------ TEXTO ELEGIDO
Se parte del hecho de que la mejora de las cuentas públicas es una consecuencia del crecimiento, y no al revés. Al respecto, el ministro de Economía, Martín Guzmán, fue claro al hablar del estado de las conversaciones con el FMI: “hay una alineación de visiones con respecto a que la estabilidad requiere recuperación de la economía”. También dijo que el programa va a ser enviado al Congreso de la Nación. Diferencias de criterio respecto de lo hecho en años anteriores, que no hay que dejar de remarcar.
No dañar la recuperación
En una nota del Financial Times, reproducida en un medio local, se tituló: “los gobiernos no pueden permitirse no gastar para evitar una pandemia económica (…). Los estados no deben preocuparse por lo que costará apoyar las economías; deben preocuparse mucho más por lo que costará no hacerlo”.
------------
------ DATOS DEL EJERCICIO
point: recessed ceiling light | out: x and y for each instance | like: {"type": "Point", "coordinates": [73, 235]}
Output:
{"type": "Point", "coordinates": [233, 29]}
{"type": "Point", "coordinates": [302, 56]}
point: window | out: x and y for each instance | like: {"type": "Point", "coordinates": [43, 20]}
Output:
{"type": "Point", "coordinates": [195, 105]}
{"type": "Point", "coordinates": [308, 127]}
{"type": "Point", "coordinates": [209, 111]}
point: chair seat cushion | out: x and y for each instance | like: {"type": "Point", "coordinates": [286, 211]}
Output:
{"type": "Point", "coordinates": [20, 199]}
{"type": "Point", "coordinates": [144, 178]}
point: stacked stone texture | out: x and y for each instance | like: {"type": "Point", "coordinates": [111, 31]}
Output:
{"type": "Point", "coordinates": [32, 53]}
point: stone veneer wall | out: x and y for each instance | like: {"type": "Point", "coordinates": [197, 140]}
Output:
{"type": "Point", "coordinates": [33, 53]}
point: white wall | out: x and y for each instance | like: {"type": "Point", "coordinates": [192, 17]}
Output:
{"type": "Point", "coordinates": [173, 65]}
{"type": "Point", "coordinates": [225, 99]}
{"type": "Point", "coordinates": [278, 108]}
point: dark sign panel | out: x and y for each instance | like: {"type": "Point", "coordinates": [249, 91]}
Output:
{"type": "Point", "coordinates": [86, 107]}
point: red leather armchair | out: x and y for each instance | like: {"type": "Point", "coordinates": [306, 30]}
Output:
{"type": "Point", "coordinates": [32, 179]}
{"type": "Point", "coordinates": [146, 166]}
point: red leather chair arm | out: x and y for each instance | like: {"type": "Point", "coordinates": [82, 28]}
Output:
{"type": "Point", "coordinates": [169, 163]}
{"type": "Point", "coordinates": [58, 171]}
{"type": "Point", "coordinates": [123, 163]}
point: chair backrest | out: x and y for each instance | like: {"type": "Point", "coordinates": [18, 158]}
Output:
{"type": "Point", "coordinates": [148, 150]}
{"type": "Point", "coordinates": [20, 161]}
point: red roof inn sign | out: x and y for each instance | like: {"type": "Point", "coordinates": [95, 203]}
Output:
------------
> **EJERCICIOS PARA RESOLVER**
1. Copia del texto sobre la recuperación económica el fragmento que empieza con "Se parte del" y sigue hasta "dejar de remarcar.", sin cambiar nada.
2. Indica si cada afirmación coincide con el texto sobre la recuperación económica. Responde sí o no y cita las palabras del texto que lo deciden.
(a) Según Martín Guzmán, el programa se enviará al Congreso de la Nación.
(b) El texto sostiene que el crecimiento es una consecuencia de la mejora de las cuentas públicas.
(c) La nota del Financial Times se reprodujo en un medio local.

> **RESPUESTAS**
1.
Se parte del hecho de que la mejora de las cuentas públicas es una consecuencia del crecimiento, y no al revés. Al respecto, el ministro de Economía, Martín Guzmán, fue claro al hablar del estado de las conversaciones con el FMI: “hay una alineación de visiones con respecto a que la estabilidad requiere recuperación de la economía”. También dijo que el programa va a ser enviado al Congreso de la Nación. Diferencias de criterio respecto de lo hecho en años anteriores, que no hay que dejar de remarcar.

2.
(a) Sí: "el programa va a ser enviado al Congreso de la Nación".
(b) No: "la mejora de las cuentas públicas es una consecuencia del crecimiento, y no al revés".
(c) Sí: "En una nota del Financial Times, reproducida en un medio local".